Document section:
^^^^

Fighting for equality on the rails

Pullman Porters in Chicago, 1943.
South of downtown Chicago lies the city’s Pullman neighborhood. At its center is Illinois’ second National Park Service site: a monument to an effort to revolutionize the way companies and their employees lived and interacted. While it failed in its effort to create an ideal community for the company’s workers, Pullman did become an epicenter in both the labor and civil rights movements which changed the nation forever.

Born in New York in 1831, George Pullman was a builder from the start. His father worked on the Erie Canal and even invented a tool to use jackscrews to move entire buildings out of the canal’s path. When he died in 1853, young George picked up right where he left off, heading the family business and moving 20 more buildings to allow the canal to come through.

^^^^

Aim 1:
Answer these questions about the Pullman article:
(a) Where in Chicago is the Pullman neighborhood located?
(b) In what year was George Pullman born?
(c) How many more buildings did George Pullman move so that the canal could come through?
The article and the listing that comes next are unrelated material.

^^^^

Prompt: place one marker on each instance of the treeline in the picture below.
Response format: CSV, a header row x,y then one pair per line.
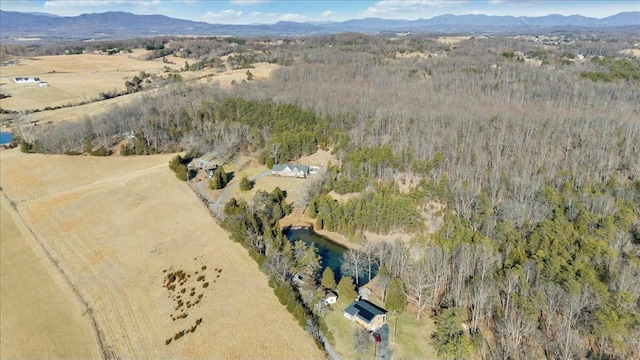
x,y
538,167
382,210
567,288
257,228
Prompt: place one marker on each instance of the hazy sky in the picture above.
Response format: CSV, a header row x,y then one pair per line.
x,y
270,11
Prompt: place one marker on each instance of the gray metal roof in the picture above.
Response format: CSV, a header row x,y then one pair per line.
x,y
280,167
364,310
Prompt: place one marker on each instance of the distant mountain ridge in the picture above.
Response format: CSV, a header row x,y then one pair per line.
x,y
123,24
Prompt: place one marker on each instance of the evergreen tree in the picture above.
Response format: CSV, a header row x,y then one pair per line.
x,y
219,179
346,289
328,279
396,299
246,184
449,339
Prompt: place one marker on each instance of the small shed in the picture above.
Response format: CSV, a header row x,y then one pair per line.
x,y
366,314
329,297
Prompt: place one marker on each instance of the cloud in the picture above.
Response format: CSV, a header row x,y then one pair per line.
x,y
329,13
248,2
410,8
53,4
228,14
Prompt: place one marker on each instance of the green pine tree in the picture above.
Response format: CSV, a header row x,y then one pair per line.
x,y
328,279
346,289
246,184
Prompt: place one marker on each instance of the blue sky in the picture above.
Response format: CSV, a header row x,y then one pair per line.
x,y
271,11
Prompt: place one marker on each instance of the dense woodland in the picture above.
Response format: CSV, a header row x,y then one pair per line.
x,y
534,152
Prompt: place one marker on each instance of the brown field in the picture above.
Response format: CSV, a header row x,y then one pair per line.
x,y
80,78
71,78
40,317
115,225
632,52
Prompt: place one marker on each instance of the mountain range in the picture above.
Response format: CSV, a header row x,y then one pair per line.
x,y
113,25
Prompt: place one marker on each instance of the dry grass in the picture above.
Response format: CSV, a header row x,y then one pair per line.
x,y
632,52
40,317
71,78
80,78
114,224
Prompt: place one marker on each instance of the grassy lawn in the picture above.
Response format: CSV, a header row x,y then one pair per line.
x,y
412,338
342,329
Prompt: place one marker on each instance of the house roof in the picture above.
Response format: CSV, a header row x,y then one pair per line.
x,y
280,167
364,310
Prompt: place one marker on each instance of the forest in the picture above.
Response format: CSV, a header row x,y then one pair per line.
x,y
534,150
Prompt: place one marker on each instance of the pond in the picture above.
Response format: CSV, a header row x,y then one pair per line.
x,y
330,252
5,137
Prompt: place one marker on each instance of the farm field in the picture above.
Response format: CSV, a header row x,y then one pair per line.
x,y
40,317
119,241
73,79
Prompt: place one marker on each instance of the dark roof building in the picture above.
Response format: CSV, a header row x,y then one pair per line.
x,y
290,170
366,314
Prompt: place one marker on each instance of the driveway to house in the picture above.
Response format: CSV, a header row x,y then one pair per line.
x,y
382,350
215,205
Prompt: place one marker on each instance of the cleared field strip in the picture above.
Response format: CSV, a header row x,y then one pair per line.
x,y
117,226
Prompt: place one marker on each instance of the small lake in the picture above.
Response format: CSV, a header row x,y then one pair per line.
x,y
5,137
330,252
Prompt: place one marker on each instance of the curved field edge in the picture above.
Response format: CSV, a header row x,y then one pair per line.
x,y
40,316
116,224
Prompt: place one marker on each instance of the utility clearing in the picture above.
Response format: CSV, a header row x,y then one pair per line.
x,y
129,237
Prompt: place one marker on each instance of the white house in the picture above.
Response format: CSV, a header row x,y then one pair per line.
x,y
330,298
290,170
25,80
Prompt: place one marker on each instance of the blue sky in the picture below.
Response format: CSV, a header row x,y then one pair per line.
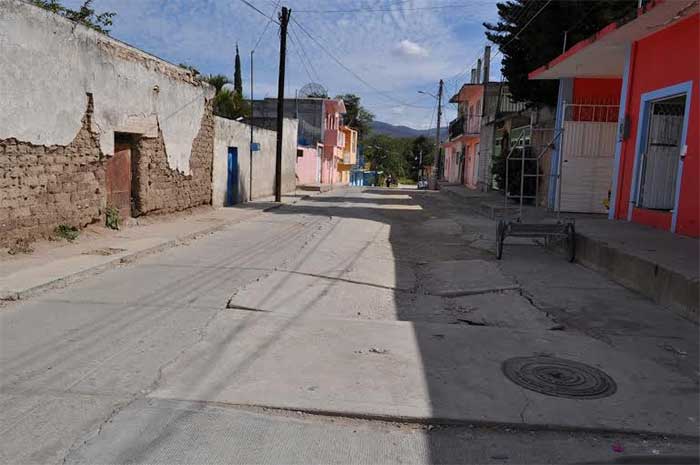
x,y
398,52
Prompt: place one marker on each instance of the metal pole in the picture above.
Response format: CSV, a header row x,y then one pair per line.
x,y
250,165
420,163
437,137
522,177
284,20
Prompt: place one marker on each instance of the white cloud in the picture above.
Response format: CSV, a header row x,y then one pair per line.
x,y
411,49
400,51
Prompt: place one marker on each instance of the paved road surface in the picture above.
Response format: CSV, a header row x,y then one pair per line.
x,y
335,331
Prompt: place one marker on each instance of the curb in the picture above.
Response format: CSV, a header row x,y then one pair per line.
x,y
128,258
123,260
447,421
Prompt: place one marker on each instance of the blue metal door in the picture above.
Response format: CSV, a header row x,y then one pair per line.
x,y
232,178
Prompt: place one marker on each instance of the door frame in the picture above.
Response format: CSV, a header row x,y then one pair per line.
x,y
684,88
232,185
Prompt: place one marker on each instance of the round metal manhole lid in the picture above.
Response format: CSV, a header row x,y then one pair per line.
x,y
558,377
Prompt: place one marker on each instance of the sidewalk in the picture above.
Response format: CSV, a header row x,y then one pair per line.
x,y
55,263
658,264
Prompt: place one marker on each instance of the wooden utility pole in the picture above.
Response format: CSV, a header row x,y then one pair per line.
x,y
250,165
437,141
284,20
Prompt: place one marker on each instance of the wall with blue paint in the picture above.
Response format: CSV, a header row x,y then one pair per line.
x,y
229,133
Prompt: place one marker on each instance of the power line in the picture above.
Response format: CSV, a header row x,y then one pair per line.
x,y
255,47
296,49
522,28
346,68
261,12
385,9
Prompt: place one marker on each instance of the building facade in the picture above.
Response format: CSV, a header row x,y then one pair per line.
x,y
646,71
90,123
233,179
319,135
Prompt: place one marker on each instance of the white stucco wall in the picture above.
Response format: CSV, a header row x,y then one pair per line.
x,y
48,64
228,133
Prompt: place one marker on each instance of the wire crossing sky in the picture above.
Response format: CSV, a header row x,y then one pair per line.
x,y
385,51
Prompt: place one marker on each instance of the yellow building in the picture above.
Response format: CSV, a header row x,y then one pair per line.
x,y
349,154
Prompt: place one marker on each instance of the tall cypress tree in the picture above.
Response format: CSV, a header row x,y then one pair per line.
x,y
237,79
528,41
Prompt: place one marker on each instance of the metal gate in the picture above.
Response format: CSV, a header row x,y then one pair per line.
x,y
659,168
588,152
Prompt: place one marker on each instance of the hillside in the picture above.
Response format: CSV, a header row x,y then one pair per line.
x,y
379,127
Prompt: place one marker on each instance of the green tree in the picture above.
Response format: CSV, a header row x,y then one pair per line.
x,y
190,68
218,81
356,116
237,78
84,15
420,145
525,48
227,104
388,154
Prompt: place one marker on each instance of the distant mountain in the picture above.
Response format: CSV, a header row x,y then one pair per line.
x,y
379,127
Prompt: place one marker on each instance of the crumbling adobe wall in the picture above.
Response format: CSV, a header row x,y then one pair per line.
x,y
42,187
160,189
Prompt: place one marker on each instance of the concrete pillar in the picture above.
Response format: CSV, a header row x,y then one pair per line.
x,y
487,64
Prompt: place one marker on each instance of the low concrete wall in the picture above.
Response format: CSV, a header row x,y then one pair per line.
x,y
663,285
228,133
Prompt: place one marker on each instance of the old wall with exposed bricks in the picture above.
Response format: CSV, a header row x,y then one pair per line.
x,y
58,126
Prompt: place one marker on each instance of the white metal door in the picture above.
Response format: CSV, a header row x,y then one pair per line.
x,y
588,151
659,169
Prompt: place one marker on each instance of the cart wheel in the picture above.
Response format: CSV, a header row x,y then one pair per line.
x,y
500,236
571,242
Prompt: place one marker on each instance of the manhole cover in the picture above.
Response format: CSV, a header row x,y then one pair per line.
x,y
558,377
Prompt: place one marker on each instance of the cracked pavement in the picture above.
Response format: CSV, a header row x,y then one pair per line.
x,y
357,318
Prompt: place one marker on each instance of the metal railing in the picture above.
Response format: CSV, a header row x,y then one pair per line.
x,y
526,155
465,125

^^^^

Aim 2: Rewrite the listing from the line with "Prompt: place one marker on each instance of the white metal" up to and including its final line, swapping "marker" for "dot" and leaving everything else unchanged. Give only those lines.

Exercise output 1:
(a) South of downtown Chicago.
(b) 1831.
(c) 20.

Exercise output 2:
Prompt: place one dot on each instance of the white metal door in the picture above.
Response format: CSV, a header row x,y then one pair per line.
x,y
588,151
659,169
Prompt: place one dot on each instance of the cart wheel in the picture above.
Response format: CSV, a header row x,y then one pair per line.
x,y
500,236
571,242
Prompt: place one dot on each instance of the manhole cover in the picture above.
Response format: CSV, a header row x,y then one pair per line.
x,y
558,377
Prompt: place one dot on each instance of the cracked pavement in the picture above.
Response format: CSV, a header row x,y then one pair per line.
x,y
357,318
Prompt: place one dot on each instance of the metal railing in the picture above.
Response format: CSV, a header row x,y then one pair per line.
x,y
526,155
465,125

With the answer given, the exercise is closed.